_Dataset records_:
— start —

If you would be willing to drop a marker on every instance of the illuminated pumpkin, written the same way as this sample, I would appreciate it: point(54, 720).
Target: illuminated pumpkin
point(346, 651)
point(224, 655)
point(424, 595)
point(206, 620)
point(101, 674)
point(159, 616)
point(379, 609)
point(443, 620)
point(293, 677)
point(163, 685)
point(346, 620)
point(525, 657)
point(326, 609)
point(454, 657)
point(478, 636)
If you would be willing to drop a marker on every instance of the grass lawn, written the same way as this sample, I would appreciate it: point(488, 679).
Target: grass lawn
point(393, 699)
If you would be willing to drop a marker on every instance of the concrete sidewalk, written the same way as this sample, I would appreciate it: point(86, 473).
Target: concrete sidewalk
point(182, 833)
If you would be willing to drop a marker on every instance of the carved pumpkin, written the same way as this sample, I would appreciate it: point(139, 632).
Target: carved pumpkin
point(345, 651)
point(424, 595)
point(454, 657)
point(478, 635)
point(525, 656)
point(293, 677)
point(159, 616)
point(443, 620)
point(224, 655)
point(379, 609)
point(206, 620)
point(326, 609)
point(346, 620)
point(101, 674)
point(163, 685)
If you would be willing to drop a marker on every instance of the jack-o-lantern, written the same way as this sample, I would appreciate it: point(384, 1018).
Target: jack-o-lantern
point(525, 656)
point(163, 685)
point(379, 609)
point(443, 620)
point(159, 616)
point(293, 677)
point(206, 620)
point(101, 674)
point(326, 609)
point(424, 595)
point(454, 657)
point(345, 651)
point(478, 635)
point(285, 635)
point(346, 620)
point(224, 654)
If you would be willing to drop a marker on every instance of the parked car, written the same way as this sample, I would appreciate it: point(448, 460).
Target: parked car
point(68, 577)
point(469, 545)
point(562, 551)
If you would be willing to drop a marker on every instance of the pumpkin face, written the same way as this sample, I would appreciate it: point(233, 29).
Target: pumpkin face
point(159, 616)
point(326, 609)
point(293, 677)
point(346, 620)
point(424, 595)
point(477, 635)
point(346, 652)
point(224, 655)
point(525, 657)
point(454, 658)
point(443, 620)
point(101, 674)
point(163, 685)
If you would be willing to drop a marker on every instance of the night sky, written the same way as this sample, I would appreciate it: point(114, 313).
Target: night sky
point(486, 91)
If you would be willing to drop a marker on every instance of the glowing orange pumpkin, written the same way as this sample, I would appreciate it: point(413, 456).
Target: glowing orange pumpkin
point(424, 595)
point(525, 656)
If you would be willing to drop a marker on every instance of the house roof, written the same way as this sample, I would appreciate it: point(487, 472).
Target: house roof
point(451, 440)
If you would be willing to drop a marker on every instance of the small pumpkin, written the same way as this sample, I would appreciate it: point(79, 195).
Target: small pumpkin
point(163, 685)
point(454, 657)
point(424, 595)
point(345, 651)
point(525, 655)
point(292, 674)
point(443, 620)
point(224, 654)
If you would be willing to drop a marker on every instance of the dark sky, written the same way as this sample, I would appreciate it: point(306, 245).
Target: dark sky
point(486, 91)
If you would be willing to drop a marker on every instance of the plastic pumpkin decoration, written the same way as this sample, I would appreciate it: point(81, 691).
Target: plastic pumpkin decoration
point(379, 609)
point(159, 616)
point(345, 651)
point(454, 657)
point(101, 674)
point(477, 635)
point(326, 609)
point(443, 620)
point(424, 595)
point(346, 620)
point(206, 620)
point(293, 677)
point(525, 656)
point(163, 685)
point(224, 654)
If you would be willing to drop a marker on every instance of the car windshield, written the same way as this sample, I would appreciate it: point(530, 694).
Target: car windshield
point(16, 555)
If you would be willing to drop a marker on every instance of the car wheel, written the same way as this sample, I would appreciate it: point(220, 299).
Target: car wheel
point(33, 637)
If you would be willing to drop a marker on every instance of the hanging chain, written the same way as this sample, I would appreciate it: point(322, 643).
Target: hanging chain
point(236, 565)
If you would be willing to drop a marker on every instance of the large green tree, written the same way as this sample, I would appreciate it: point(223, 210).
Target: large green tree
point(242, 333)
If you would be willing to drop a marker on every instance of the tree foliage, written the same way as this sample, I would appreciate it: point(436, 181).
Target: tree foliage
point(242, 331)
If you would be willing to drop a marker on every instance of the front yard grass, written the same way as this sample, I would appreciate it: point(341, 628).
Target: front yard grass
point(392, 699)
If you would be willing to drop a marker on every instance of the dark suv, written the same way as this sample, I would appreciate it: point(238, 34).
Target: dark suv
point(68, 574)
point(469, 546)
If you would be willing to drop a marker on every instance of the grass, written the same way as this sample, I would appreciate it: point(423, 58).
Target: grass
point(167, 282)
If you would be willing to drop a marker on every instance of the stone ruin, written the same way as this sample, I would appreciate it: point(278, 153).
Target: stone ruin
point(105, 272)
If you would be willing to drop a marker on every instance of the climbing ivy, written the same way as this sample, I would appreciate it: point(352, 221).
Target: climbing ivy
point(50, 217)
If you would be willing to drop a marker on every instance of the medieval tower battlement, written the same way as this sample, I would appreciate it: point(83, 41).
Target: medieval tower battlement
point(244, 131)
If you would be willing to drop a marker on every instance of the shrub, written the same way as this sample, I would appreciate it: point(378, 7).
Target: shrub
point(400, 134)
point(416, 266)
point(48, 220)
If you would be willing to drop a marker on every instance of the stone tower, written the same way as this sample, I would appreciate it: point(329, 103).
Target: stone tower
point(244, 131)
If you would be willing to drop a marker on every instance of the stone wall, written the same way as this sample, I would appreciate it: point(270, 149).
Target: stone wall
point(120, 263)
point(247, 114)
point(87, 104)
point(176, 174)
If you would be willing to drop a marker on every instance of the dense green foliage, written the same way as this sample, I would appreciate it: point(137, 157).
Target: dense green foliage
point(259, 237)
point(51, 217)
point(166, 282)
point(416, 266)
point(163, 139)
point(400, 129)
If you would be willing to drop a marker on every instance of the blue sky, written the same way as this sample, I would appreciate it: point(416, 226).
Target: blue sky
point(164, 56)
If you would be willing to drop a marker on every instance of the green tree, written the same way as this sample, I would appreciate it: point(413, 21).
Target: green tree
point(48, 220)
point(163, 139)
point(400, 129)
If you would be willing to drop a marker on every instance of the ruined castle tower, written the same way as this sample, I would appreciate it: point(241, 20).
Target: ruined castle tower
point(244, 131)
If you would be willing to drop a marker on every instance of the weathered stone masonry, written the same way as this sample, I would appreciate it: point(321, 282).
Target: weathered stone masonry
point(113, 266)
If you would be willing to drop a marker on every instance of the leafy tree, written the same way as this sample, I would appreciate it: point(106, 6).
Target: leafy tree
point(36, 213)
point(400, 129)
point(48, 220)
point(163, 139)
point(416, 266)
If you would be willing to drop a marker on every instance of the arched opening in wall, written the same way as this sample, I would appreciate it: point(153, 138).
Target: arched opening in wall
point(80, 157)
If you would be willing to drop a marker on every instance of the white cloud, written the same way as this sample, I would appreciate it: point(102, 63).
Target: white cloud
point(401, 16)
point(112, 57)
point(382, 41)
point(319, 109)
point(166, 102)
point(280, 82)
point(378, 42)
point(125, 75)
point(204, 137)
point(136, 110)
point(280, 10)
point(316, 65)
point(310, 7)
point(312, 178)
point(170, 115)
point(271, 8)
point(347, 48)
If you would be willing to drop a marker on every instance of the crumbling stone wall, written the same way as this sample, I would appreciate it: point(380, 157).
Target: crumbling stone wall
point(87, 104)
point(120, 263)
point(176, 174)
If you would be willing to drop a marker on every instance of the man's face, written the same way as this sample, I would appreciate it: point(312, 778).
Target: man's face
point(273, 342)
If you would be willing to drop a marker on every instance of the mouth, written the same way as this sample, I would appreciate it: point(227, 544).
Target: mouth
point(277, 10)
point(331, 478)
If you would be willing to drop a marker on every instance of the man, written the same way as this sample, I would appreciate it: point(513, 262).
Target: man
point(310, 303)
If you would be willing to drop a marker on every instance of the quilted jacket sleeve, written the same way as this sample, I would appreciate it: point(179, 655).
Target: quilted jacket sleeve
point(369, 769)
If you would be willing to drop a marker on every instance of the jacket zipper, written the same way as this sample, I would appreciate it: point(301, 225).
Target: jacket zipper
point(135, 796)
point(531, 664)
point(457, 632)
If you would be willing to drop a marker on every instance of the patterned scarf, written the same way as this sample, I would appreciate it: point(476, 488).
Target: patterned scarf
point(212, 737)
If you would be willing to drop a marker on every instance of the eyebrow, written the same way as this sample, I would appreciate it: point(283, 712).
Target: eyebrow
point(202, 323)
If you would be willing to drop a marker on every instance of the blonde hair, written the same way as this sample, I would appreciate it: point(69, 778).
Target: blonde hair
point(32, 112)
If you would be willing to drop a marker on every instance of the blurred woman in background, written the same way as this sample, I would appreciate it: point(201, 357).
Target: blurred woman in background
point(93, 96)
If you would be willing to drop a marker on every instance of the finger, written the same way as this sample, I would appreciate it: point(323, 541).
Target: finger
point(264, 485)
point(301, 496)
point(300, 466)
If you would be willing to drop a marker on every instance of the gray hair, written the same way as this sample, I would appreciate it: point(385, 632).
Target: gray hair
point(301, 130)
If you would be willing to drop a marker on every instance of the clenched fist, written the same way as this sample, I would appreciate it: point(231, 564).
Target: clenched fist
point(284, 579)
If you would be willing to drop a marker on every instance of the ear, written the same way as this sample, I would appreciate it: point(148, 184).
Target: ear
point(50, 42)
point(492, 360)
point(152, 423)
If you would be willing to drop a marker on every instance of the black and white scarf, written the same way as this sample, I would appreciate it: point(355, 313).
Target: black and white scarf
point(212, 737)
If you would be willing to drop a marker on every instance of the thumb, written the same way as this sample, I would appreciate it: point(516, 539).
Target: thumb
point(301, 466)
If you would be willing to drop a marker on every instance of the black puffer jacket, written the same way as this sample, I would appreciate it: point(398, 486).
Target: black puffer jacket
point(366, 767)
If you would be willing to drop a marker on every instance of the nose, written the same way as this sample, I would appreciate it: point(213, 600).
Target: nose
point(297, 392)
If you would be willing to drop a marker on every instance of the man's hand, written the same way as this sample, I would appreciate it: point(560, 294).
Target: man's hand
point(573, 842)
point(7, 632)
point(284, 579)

— end —

In the listing above, find the line with "it: point(148, 184)." and set down that line and all after it exactly, through the final line.

_Answer to the task_:
If you would be willing to drop a marker on every instance of the ear, written the same way as this sample, I would appreciate it: point(148, 184).
Target: ear
point(50, 42)
point(492, 360)
point(152, 423)
If you would be willing to drop a marker on every instance of the black and white scarf, written the same way as this sample, I would appreciate it: point(355, 313).
Target: black and white scarf
point(212, 737)
If you would be willing to drop a marker on every instance of the thumb, written the same way as this sample, I would appreciate it: point(516, 539).
Target: thumb
point(301, 466)
If you would be willing to drop a marker on every instance of the black puffer jacket, written the same way as this sample, I would appreciate it: point(398, 486).
Target: black puffer jacket
point(366, 767)
If you would be willing to drop a marker on every instance of the nose, written the same way as this sample, I would appreciate it: point(213, 600).
Target: nose
point(297, 392)
If you would be willing to drop a marker on every instance of the man's hand, written the same way as this sample, I would appreciate it: point(560, 294).
Target: man's hand
point(573, 842)
point(7, 632)
point(284, 579)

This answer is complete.